## begin GIVEN DATA

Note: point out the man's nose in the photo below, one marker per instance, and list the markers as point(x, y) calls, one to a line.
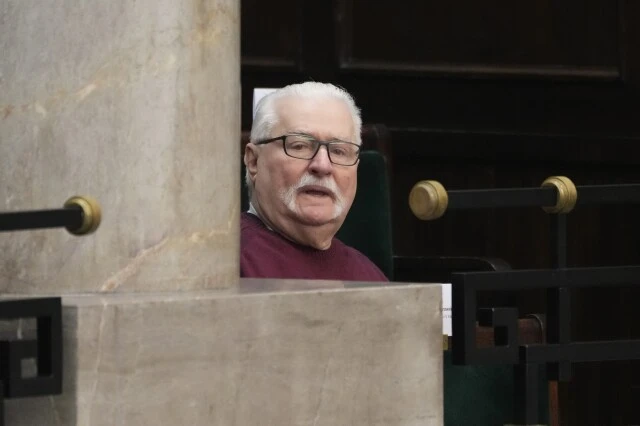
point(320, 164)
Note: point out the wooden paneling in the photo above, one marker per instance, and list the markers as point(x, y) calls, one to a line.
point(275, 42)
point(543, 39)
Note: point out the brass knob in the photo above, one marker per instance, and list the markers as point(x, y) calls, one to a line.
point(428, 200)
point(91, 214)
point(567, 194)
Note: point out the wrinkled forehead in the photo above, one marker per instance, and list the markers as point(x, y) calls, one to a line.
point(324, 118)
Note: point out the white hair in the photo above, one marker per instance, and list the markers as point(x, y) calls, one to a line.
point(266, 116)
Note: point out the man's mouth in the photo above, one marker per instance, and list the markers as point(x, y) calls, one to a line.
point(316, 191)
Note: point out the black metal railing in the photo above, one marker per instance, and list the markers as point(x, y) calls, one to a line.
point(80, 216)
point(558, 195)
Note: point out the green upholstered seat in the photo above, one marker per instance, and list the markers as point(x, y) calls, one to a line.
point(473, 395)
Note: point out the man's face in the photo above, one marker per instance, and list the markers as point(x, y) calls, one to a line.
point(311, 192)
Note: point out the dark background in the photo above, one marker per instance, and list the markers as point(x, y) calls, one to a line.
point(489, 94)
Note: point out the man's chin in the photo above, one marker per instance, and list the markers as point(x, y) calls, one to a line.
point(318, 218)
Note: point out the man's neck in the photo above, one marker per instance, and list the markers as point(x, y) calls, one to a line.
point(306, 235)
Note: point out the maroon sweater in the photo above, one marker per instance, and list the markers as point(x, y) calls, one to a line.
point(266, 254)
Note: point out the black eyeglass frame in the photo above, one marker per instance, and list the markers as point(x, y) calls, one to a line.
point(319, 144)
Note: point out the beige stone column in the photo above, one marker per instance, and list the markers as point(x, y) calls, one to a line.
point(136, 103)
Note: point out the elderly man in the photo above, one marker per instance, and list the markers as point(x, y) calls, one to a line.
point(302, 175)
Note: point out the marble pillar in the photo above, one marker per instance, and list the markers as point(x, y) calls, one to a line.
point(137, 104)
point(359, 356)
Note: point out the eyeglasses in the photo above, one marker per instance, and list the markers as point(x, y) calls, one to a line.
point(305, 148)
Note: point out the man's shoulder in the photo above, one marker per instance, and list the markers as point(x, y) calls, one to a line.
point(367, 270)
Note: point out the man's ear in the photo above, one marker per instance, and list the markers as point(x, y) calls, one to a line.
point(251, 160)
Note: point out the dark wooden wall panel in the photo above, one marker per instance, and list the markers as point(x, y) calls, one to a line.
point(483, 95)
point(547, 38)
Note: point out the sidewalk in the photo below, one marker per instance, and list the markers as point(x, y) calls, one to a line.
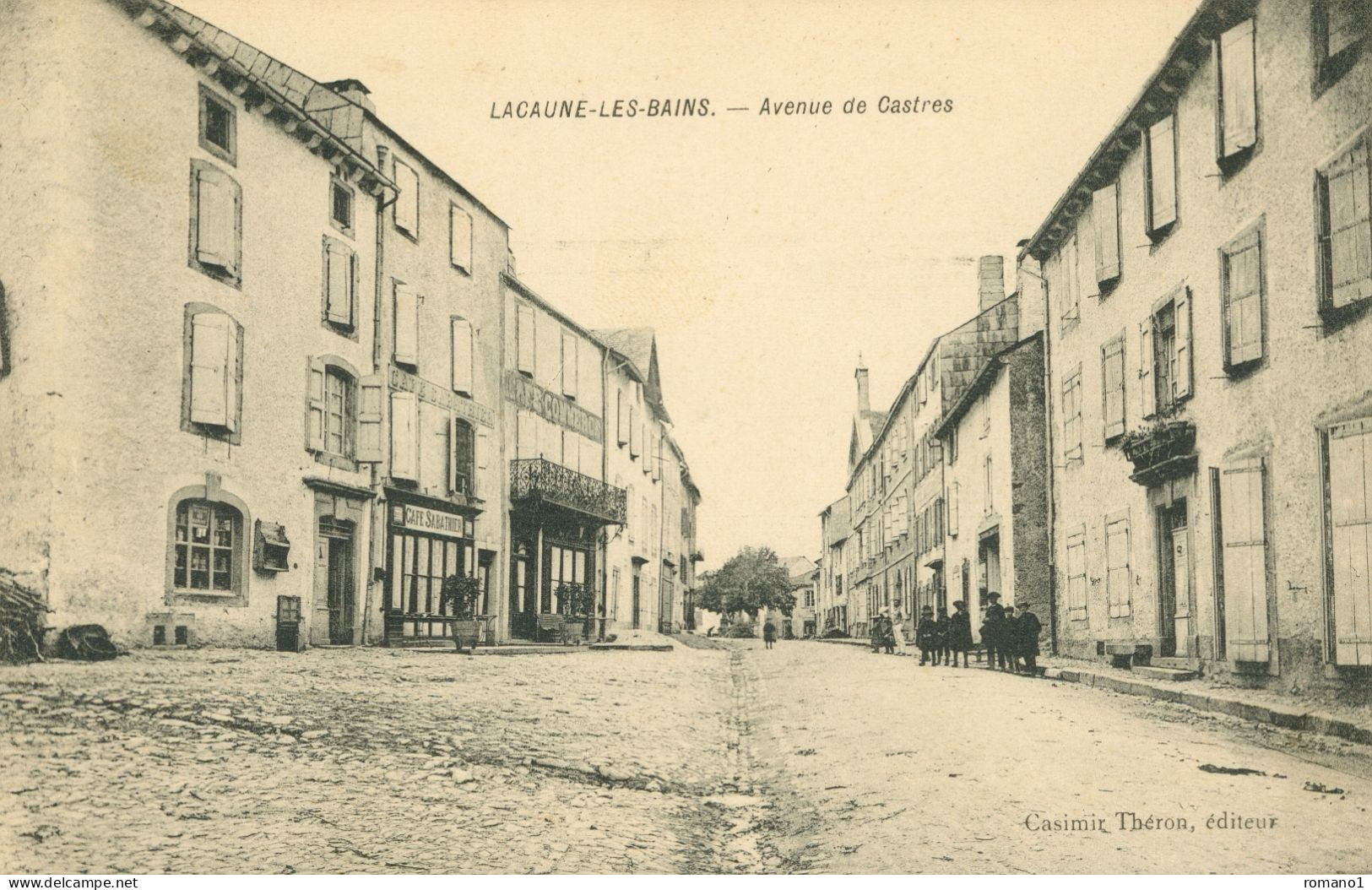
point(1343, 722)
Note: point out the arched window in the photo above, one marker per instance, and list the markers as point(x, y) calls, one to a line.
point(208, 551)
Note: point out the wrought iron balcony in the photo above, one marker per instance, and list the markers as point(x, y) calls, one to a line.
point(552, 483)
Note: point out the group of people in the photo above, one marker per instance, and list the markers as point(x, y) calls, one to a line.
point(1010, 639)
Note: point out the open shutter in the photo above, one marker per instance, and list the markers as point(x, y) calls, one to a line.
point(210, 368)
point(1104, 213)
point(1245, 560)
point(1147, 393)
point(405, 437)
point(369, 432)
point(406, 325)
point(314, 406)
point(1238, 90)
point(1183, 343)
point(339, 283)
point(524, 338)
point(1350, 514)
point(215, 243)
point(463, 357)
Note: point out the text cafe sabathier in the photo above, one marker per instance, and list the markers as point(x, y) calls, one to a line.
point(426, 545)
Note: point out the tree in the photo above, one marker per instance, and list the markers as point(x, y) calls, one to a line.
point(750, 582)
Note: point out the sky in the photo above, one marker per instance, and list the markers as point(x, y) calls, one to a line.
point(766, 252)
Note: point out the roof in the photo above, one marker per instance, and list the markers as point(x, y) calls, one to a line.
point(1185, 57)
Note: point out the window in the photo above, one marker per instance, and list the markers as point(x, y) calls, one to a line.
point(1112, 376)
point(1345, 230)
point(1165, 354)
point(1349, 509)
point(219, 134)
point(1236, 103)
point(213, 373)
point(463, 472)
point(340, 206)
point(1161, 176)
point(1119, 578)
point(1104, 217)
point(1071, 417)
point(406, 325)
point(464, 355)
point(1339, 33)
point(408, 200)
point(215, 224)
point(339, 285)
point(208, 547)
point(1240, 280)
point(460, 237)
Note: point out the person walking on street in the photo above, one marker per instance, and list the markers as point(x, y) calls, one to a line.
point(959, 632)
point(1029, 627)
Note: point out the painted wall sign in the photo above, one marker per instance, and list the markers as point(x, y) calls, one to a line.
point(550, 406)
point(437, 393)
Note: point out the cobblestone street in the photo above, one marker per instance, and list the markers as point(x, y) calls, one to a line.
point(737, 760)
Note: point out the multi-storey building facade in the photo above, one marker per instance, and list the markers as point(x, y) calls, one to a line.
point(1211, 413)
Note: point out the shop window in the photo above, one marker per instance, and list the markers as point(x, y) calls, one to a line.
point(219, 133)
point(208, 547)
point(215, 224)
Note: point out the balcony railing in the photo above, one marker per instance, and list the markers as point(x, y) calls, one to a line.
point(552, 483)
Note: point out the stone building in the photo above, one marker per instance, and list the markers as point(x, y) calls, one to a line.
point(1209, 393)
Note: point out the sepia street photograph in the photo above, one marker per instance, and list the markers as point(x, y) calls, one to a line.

## end GIVEN DATA

EXERCISE DIRECTIONS: Copy out the listing above with every "one marker per instance" swapped for "one marker per occurrence" and nothing else altered. Omit the pictures from your answer.

THE RESULT:
Note: point out the man's nose in the photo below, one marker per occurrence, and list the markers as point(x, y) calls, one to a line.
point(320, 164)
Note: point out the wooden paneling in the photo above, one marker per occurrence, and list the markers as point(x, y) calls, one to a line.
point(275, 42)
point(543, 39)
Note: point out the brass knob in the photo above, one marker per occurrence, and list the markers as point(x, y) calls, one to a line.
point(428, 200)
point(91, 214)
point(567, 194)
Note: point out the wrinkled forehead in the photo above, one marker per occurrence, and list the markers as point(x, y) calls, one to a line.
point(324, 118)
Note: point out the white hair in the photo above, one marker per occurrence, and list the markers as point(x, y) calls, one to a line.
point(266, 116)
Note: point out the man's mouth in the photo above, one marker per occurrence, and list the markers as point(x, y) calls, one to a line.
point(316, 191)
Note: point out the black metal railing in the photo above, one marker per occurrence, and list the markers as point(x, y) calls, one to a line.
point(80, 216)
point(558, 195)
Note: point out the green upholstered seat in the photo above, one marker per occurrence, and list the markers as point(x, y) calls, one to a line.
point(473, 395)
Note: point out the man's face in the photo above, one marker per occurrence, and list the markers as point(x, y) calls, one to a line.
point(311, 192)
Note: point out the dark background in the photo above, one marker per occurrence, and list the markers as point(x, y) calls, one to a line.
point(489, 94)
Note: point out the man's chin in the photo above, one marker per occurrence, and list the markers as point(x, y) calls, one to a line.
point(318, 218)
Note: point out the man's neck in the photo above, one marker per occurrence, and list the markers as point(x, y) calls, one to a line.
point(306, 235)
Note: point out the maroon sweater in the photo above, one marker per occurrence, and list the markers as point(x, y) calls, one to a line.
point(266, 254)
Note: point out the black eyeglass frame in the photo above, one marker per occurrence, and list the markers as point(x, y) calls, one to a line.
point(319, 144)
Note: point out the beige stone column in the photo above, one marker per occurrence, and list the markers as point(x, y) calls, one to a line.
point(136, 103)
Note: point out the elderly man in the photo above, one marker per occurrence, and list the markers as point(x, y) calls, one to a line.
point(302, 175)
Note: point out the marble pillar in the photo above, one marker per occurrence, and list the markers as point(x, y) calls, one to a line.
point(137, 104)
point(359, 356)
Note: point out the eyeglasses in the photo above, one marker per occurrence, and list the markers as point(x, y) calls, one to a line.
point(305, 148)
Note: point out the man's shoulder in the photo above, one marker per occurrence, and list the markers as point(x, y) calls, one to a line.
point(367, 270)
Note: point out the man's ear in the photo above, one marker per occurrence, and list the markers as point(x, y) calls, one to a line.
point(251, 160)
Note: point out the dark wooden wall panel in the photo above, one marker per occurrence, and list the markers as point(x, y) calls, one to a line.
point(483, 95)
point(547, 38)
Note: point out the sidewalk in the photo below, one marker per occurrence, and list the markers as point(x, y) calls, one to a line.
point(1343, 722)
Note: point out the arched window in the photo above, one marker per occurrence, and list the markers as point(x, y) calls, one to a line.
point(208, 551)
Note: point out the wrought iron balcony in the photo above, one marker per occurrence, and list the markers as point(x, y) calls, one to a line.
point(552, 483)
Note: point out the group of people in the photo above, one marker per occurrence, and list the markers as point(x, y) calls, one to a line.
point(1010, 639)
Note: point out the open shutter in the photo above, one marker per occurrence, and list the markers as point(x, y) calls, one to a line.
point(210, 368)
point(1104, 213)
point(1245, 560)
point(1147, 393)
point(405, 437)
point(369, 432)
point(406, 325)
point(314, 406)
point(1238, 90)
point(1183, 343)
point(339, 283)
point(524, 338)
point(1350, 514)
point(215, 243)
point(463, 357)
Note: point out the text cafe sabathier in the photo above, one marker per occurrence, and list the markers as point(x, y) calls, one to a line.
point(426, 545)
Note: point out the tree in the photo above, one marker per occurrence, and list the markers as point(x, y) calls, one to a line.
point(750, 582)
Note: point out the sky in the photo above, one marker per occurrence, and list the markers as point(x, y) calls, one to a line.
point(766, 252)
Note: point out the roof in the photo above, one marker per occurrence, and list the markers as point(x, y) calls, one to a line.
point(1185, 57)
Note: point out the window in the photo above, one marker per occurrence, and list the markers as point(x, y) calls, one to a line.
point(1112, 376)
point(1345, 230)
point(1165, 354)
point(1349, 509)
point(219, 134)
point(1236, 103)
point(213, 373)
point(463, 472)
point(340, 206)
point(1161, 176)
point(1119, 578)
point(1104, 217)
point(1071, 417)
point(406, 325)
point(464, 355)
point(1339, 33)
point(408, 200)
point(215, 224)
point(339, 285)
point(208, 547)
point(1240, 280)
point(460, 237)
Note: point out the person walking on street in the photo above, one marker per occurrence, and list the markers as point(x, y) calls, one to a line.
point(959, 632)
point(1029, 627)
Note: point out the painted wall sign in the photo above, one marker per occurrence, and list the markers as point(x, y) calls, one to a line.
point(550, 406)
point(437, 393)
Note: point out the cobblestone street in the photo above, one marker per occurrence, and list the markers as point(x, y) calls, one to a line.
point(737, 760)
Note: point out the multi-storey building facade in the photo above, one marker per occurrence, and list the markers as point(x, y) calls, one to a line.
point(1211, 413)
Note: point out the shop window in the photo above, one marker per occurrence, and list the markers as point(x, y) calls, one to a line.
point(219, 133)
point(208, 547)
point(215, 224)
Note: point out the balcony railing in the photo above, one marker per occurrence, and list the markers as point(x, y) calls, one to a line.
point(552, 483)
Note: point out the stone building in the photo above, one marker per occurrence, and list the markers as point(x, y) calls, one to a line.
point(1209, 393)
Note: point out the sepia street photograph in the photo above, one marker per occurrence, and list the markers as point(x, y) calls, one to a line.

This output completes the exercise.